The system – part of a not-for-profit partnership between leading healthcare IT specialist EMIS and the University of Nottingham – automatically collects anonymous patient data from GP surgeries across the UK on a daily basis, providing a real-time picture of the spread of the disease.
Daily and weekly reports are filed to the Health Protection Agency, the Department of Health and health authorities across the country.
Currently, 3,500 GP practices using EMIS computer systems – covering a population of 23 million patients – are contributing to the database, with more GPs coming on line all the time. The system is believed to be the largest, most up-to-date real-time health tracking system worldwide.
Following huge increases in cases of swine flu in the UK in recent weeks, QSurveillance® is now providing a more detailed anlaysis of a wider range of measurements, to enable more precise resource planning.
Daily reporting now includes:
- patients reporting flu-like symptoms in the last day
- patients with flu who have been prescribed antivirals
- patients prescribed antivirals without a confirmed flu diagnosis
- hospital admissions related to flu
- the uptake of flu vaccinations
- plus a wide range of other, more general public health indicators such as the uptake of childhood immunisations and patients reporting severe asthma or vomiting and diarrhoea
- data on deaths related to flu is already being captured and will be added to the reports in the coming weeks.

● **WHAT THE TASK REQUIRES**
Copy out the passage on the QSurveillance flu-tracking system above in full, word for word.

● **DATA EXCERPTS**

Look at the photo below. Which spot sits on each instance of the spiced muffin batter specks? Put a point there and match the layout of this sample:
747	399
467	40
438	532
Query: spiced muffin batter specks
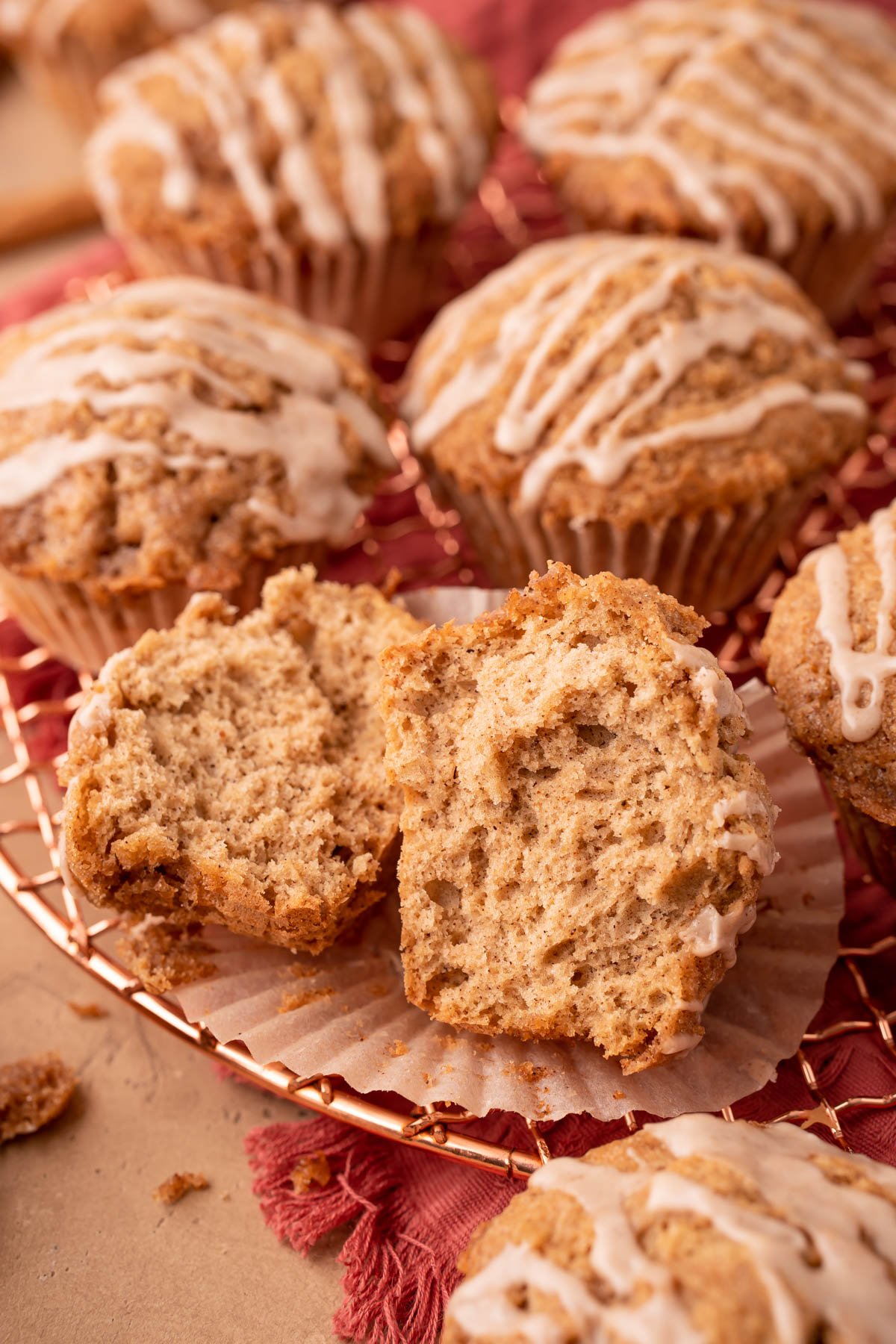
582	843
231	772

● **SOLVED PROBLEM**
The system – part of a not-for-profit partnership between leading healthcare IT specialist EMIS and the University of Nottingham – automatically collects anonymous patient data from GP surgeries across the UK on a daily basis, providing a real-time picture of the spread of the disease.
Daily and weekly reports are filed to the Health Protection Agency, the Department of Health and health authorities across the country.
Currently, 3,500 GP practices using EMIS computer systems – covering a population of 23 million patients – are contributing to the database, with more GPs coming on line all the time. The system is believed to be the largest, most up-to-date real-time health tracking system worldwide.
Following huge increases in cases of swine flu in the UK in recent weeks, QSurveillance® is now providing a more detailed anlaysis of a wider range of measurements, to enable more precise resource planning.
Daily reporting now includes:
- patients reporting flu-like symptoms in the last day
- patients with flu who have been prescribed antivirals
- patients prescribed antivirals without a confirmed flu diagnosis
- hospital admissions related to flu
- the uptake of flu vaccinations
- plus a wide range of other, more general public health indicators such as the uptake of childhood immunisations and patients reporting severe asthma or vomiting and diarrhoea
- data on deaths related to flu is already being captured and will be added to the reports in the coming weeks.